* What needs to be done: Below are some records. Output the lines from the first one through the line that holds "box: [216, 77, 287, 155]", exactly as written, with no pictures.

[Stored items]
----------------
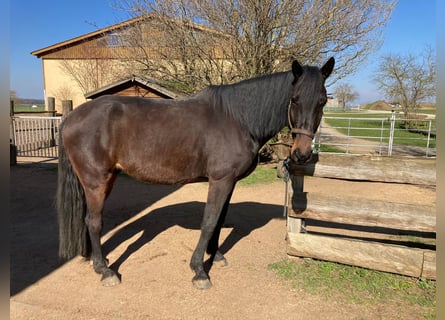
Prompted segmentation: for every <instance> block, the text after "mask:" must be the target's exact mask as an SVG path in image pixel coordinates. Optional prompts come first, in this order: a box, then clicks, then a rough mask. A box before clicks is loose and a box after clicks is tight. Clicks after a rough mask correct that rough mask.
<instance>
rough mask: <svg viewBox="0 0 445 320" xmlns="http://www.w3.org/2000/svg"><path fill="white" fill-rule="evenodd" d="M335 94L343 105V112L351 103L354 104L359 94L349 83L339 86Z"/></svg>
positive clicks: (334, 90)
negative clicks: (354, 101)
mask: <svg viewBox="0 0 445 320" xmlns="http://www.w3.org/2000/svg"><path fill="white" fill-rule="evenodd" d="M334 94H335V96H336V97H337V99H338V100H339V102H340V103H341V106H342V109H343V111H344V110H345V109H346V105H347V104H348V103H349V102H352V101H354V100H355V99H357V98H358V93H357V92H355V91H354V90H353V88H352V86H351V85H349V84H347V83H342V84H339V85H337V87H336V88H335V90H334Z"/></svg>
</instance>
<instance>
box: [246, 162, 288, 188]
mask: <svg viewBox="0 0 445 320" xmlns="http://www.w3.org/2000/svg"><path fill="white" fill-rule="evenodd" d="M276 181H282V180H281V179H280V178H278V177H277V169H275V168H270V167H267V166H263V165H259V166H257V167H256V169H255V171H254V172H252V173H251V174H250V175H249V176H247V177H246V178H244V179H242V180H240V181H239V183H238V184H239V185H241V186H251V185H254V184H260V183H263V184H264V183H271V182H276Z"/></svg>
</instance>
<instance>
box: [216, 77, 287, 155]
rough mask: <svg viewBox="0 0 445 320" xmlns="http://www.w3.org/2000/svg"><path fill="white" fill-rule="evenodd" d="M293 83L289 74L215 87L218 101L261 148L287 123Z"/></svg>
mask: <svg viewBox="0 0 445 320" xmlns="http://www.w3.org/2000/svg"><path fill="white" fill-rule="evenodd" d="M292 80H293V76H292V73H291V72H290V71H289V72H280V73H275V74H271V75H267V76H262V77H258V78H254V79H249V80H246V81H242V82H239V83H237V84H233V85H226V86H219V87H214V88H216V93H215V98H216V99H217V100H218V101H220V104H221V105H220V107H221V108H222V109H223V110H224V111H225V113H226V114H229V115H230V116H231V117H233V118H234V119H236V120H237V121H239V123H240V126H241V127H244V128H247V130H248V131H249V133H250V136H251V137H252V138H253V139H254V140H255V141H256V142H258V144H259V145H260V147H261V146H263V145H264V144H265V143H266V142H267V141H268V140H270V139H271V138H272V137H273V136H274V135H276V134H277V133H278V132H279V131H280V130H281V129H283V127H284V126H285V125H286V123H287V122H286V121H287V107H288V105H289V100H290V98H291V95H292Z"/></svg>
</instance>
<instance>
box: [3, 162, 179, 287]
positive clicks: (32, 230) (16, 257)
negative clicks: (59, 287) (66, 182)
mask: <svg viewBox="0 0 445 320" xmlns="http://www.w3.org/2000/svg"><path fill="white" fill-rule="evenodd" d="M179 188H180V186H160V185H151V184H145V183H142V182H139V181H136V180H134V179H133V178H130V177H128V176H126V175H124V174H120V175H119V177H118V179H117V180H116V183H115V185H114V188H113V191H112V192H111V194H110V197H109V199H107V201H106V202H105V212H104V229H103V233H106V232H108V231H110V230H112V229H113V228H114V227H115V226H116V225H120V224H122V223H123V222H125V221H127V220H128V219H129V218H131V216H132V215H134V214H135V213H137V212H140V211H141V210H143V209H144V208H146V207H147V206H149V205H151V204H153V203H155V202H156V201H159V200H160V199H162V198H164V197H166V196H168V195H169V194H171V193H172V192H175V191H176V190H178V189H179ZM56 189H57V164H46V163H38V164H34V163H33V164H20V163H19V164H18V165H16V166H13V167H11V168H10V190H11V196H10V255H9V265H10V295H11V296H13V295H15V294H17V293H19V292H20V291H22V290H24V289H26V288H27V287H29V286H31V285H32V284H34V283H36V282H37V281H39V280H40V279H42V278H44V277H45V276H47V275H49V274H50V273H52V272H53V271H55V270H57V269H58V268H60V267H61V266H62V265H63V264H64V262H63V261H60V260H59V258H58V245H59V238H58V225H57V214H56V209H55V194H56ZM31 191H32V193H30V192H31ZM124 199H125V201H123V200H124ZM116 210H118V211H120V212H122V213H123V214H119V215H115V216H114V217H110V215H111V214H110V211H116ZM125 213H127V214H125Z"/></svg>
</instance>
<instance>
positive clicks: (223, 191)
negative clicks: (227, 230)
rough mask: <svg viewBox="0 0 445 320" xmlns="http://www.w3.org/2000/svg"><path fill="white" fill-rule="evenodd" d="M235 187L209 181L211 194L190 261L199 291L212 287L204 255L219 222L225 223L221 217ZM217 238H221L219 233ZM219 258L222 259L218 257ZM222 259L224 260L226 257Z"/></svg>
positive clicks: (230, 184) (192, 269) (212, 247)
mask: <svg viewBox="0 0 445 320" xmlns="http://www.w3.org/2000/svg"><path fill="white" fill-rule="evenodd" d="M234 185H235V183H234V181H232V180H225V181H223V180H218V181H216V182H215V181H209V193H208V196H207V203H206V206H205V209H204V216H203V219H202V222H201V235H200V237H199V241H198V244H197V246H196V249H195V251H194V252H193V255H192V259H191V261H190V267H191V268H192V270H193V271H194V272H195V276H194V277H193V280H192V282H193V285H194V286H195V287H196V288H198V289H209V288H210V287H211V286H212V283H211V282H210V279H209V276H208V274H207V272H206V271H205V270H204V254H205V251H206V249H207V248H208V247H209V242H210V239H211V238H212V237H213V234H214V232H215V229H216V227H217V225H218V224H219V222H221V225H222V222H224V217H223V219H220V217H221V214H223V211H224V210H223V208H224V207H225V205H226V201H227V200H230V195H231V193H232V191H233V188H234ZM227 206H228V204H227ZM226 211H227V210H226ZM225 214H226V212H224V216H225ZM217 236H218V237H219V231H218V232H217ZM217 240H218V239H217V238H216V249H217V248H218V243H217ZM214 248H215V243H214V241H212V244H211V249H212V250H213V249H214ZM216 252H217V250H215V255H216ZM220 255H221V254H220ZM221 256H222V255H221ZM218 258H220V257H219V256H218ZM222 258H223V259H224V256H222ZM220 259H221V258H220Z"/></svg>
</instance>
----------------
* Answer for this exercise:
Prompted segmentation: for every <instance> block, the text after "mask:" must be the target's exact mask as an SVG path in image pixel coordinates. Optional prompts come first, in this order: a box, then clicks, then a rough mask. A box before clicks is loose and a box after clicks is tight. Clicks after a rough mask correct that rough mask.
<instance>
rough mask: <svg viewBox="0 0 445 320" xmlns="http://www.w3.org/2000/svg"><path fill="white" fill-rule="evenodd" d="M335 94L343 105V112L351 103L354 104L359 94L349 83L339 86Z"/></svg>
positive clicks: (334, 90)
negative clicks: (354, 101)
mask: <svg viewBox="0 0 445 320" xmlns="http://www.w3.org/2000/svg"><path fill="white" fill-rule="evenodd" d="M334 94H335V96H336V97H337V99H338V100H339V102H340V103H341V106H342V109H343V111H344V110H345V109H346V105H347V104H348V103H349V102H352V101H354V100H355V99H357V98H358V93H357V92H355V91H354V90H353V88H352V86H351V85H349V84H347V83H342V84H339V85H337V87H336V88H335V90H334Z"/></svg>
</instance>
<instance>
box: [246, 162, 288, 188]
mask: <svg viewBox="0 0 445 320" xmlns="http://www.w3.org/2000/svg"><path fill="white" fill-rule="evenodd" d="M276 181H282V180H281V179H280V178H278V177H277V169H275V168H270V167H267V166H263V165H259V166H257V167H256V169H255V171H254V172H252V173H251V174H250V175H249V176H247V177H246V178H244V179H242V180H240V181H239V183H238V184H239V185H241V186H251V185H254V184H260V183H263V184H264V183H271V182H276Z"/></svg>
</instance>
<instance>
box: [216, 77, 287, 155]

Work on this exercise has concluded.